Image point grounding data
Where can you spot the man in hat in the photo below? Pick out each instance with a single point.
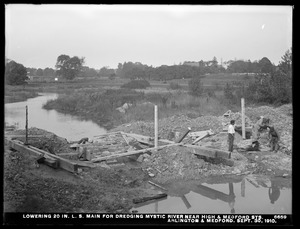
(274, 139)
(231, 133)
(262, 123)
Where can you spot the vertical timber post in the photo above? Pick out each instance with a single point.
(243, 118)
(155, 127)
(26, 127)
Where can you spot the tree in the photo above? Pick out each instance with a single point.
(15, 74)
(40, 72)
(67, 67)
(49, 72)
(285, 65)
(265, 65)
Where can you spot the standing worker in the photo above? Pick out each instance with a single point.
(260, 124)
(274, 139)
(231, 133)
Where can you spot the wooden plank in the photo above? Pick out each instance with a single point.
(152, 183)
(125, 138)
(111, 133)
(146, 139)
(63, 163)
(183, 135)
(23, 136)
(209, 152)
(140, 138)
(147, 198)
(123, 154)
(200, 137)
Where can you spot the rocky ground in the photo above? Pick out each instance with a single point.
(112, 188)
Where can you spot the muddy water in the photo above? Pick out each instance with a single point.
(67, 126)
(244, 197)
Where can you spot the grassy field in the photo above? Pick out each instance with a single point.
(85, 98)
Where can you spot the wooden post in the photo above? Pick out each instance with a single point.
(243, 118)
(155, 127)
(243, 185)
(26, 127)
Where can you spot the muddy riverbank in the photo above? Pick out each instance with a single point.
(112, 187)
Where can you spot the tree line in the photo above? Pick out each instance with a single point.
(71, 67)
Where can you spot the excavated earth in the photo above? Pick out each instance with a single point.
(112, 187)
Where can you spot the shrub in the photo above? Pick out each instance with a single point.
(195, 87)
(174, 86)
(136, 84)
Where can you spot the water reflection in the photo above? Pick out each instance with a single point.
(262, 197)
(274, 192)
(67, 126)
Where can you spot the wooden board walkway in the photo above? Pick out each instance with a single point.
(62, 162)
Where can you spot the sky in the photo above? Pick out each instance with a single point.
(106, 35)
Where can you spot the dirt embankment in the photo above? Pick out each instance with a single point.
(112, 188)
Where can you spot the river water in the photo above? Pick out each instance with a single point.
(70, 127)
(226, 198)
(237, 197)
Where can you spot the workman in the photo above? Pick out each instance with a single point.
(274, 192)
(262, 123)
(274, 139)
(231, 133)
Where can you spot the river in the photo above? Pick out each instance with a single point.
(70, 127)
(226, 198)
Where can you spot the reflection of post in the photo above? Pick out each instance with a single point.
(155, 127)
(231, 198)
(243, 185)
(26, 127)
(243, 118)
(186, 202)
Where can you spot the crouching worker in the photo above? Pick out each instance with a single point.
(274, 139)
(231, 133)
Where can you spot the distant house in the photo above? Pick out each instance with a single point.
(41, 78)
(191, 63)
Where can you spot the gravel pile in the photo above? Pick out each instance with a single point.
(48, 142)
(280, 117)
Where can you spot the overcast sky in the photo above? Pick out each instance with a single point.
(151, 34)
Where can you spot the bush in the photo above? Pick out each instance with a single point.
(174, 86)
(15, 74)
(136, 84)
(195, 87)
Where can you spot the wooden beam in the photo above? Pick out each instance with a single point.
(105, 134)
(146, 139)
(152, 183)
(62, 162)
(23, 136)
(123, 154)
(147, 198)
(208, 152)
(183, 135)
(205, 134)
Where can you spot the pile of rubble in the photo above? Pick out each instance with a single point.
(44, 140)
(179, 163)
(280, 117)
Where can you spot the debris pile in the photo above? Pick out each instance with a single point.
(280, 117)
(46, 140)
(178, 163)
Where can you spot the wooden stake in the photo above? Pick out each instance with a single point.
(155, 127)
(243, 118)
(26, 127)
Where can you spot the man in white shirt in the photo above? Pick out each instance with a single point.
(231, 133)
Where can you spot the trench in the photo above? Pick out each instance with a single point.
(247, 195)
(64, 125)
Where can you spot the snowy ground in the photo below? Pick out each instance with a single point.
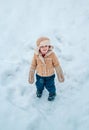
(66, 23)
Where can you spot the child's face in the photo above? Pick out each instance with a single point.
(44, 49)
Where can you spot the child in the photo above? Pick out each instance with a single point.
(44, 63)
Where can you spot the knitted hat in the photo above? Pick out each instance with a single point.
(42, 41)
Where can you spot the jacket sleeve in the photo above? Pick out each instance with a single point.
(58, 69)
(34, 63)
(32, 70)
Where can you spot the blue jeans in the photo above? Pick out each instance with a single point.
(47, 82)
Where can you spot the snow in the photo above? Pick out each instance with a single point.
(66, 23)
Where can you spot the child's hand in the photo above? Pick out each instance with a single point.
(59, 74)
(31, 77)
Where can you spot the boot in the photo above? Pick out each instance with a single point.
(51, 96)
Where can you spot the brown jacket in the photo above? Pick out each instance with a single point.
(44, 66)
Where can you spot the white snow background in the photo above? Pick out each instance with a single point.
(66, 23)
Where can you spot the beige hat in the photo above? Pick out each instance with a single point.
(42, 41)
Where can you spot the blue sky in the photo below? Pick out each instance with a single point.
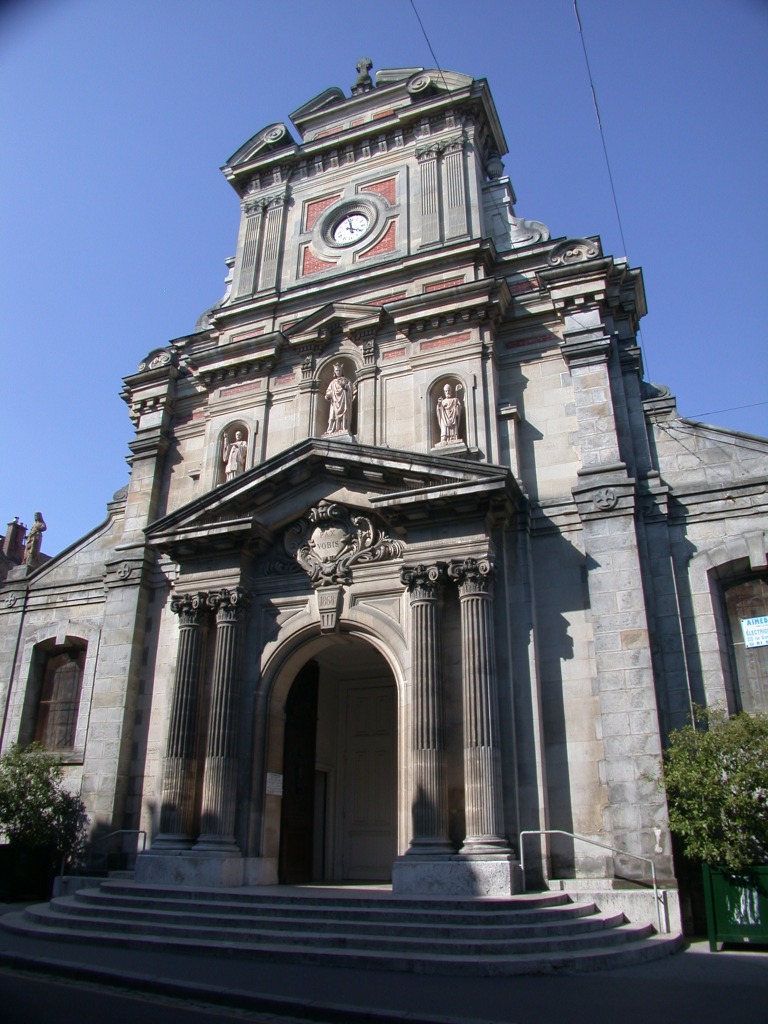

- [Exercise directions] A word-for-word copy of every entry, with the pictures left out, is the required answer.

- [Answer to the exercise]
Where can you spot the man in hat in the photo below? Pick out each instance with a single point.
(274, 139)
(231, 133)
(262, 123)
Where can you spot the vertical timber post in the photo above? Pick out each instance with a single point.
(243, 118)
(155, 127)
(26, 127)
Where can you spot the tree in the photo above? Pick out each instance with a single point.
(15, 74)
(40, 72)
(67, 67)
(49, 72)
(285, 65)
(265, 65)
Where can you spot the standing worker in the photo above? Pick out each instance with a single point.
(260, 124)
(274, 139)
(231, 133)
Where can you spot the wooden plank in the photo above? Pick out each instance with a single point.
(152, 183)
(125, 138)
(111, 133)
(146, 139)
(63, 163)
(183, 135)
(23, 136)
(209, 152)
(140, 138)
(147, 198)
(123, 154)
(200, 137)
Where can you spot the rocky ground in the photo above? Pick out each instance with a single point.
(112, 188)
Where can you spot the muddy water in the photo above? Pick out each instance with a single point.
(67, 126)
(244, 197)
Where can you spot the grassy field in the photo above? Pick out each instance with a single point.
(85, 98)
Where can you spot the wooden post in the photo above? Pick out each instance with a single point.
(243, 118)
(155, 127)
(243, 185)
(26, 127)
Where can you spot the muddy riverbank in the photo above? Pick out each instance with a single point.
(112, 187)
Where can you spot the tree line in the photo above? Pick out each instance with a single point.
(71, 67)
Where can you spot the excavated earth in the photo above? Pick out each instance with a single point.
(112, 187)
Where can you spot the shrub in the photo above? Pick out each instance with a single point.
(195, 87)
(174, 86)
(136, 84)
Where can you spot the water reflection in the photo above? Pick out each instance with a single point.
(262, 197)
(274, 192)
(67, 126)
Where can you spot the wooden board walkway in the photo above? Pick out each instance with a single point.
(62, 162)
Where can you spot the sky in the photo above? Pick out each instance with a single point.
(106, 35)
Where can you spot the dirt embankment in the photo above? Pick out each instance with a single point.
(112, 188)
Where can you spot the river water in the photo above? Pick out each instance with a single point.
(70, 127)
(226, 198)
(237, 197)
Where can you spot the workman in the photo above? Pick out each instance with a single point.
(274, 192)
(262, 123)
(274, 139)
(231, 133)
Where can you spot the river in the photo above? Pick out each instance with a single point.
(70, 127)
(226, 198)
Where can you spot the reflection of post in the photo above? Pick out each instance with a single point.
(155, 127)
(231, 198)
(243, 185)
(26, 127)
(243, 118)
(186, 202)
Where can you spot the crouching worker in the photo above? Pick out each instance with a single point.
(274, 139)
(231, 133)
Where can you spot the distant house in the photo above? Pick out each instance with a single point.
(41, 78)
(191, 63)
Where can you spot the gravel pile in the photo above? Pick out each instance with a single point.
(48, 142)
(280, 117)
Where can you spot the overcast sky in the photo above? Pick out each instance with a single point.
(151, 34)
Where can you spot the bush in the photo above? Pick out each instance with a single point.
(174, 86)
(15, 74)
(136, 84)
(195, 87)
Where can you spot the wooden beam in the photo above? Pick out each instance with a single point.
(105, 134)
(146, 139)
(152, 183)
(62, 162)
(23, 136)
(123, 154)
(147, 198)
(208, 152)
(183, 135)
(205, 134)
Where can you spot the pile of rubble in the photo above? Pick out each instance with a single point.
(44, 140)
(179, 163)
(280, 117)
Where can you spot the debris pile in the photo above? Pick out each instance with a single point.
(280, 117)
(46, 140)
(178, 163)
Where can you spot the wooden stake in the photo above? Pick out each instance with a single point.
(155, 127)
(243, 118)
(26, 127)
Where can you spot the man in white shirt in the photo above? Pick out each instance with a single point.
(231, 133)
Where can you spot the trench in the photo above? Pick out each instance with a single point.
(247, 195)
(64, 125)
Where can you spot the snowy ground in the photo below? Pick out each instance with a single point.
(66, 23)
Where can you spot the child's face in the photo above? Pick out each instance with a single point.
(44, 49)
Where can you spot the child in the photo above? Pick out each instance with a single point.
(44, 63)
Where can you spot the knitted hat in the photo above? Pick out each instance with a single point.
(42, 41)
Where can you spot the jacket sleeve in the photo above? Pick out each instance with a single point.
(58, 69)
(34, 63)
(32, 70)
Where can you spot the blue jeans in the photo above? Pick out each instance with a single point.
(47, 82)
Where can you spot the snow in the photo above? Pick out each instance with a single point.
(66, 23)
Where can you spot the child's hand in the photo above? Pick out each instance with a single point.
(59, 74)
(31, 77)
Where can you spot the boot in the photo above? Pick out each instance with a single point.
(51, 96)
Where can you spot the brown jacket in the photo above? Pick out each instance with a single point.
(44, 66)
Where can you spot the white snow background in the photo above? Pick out each instance with a single point.
(66, 23)
Where can you spot the beige hat in the photo above? Pick out each instance with a single point.
(42, 41)
Where can you spot the blue sky in the photo below? Pick out each instance with a single point.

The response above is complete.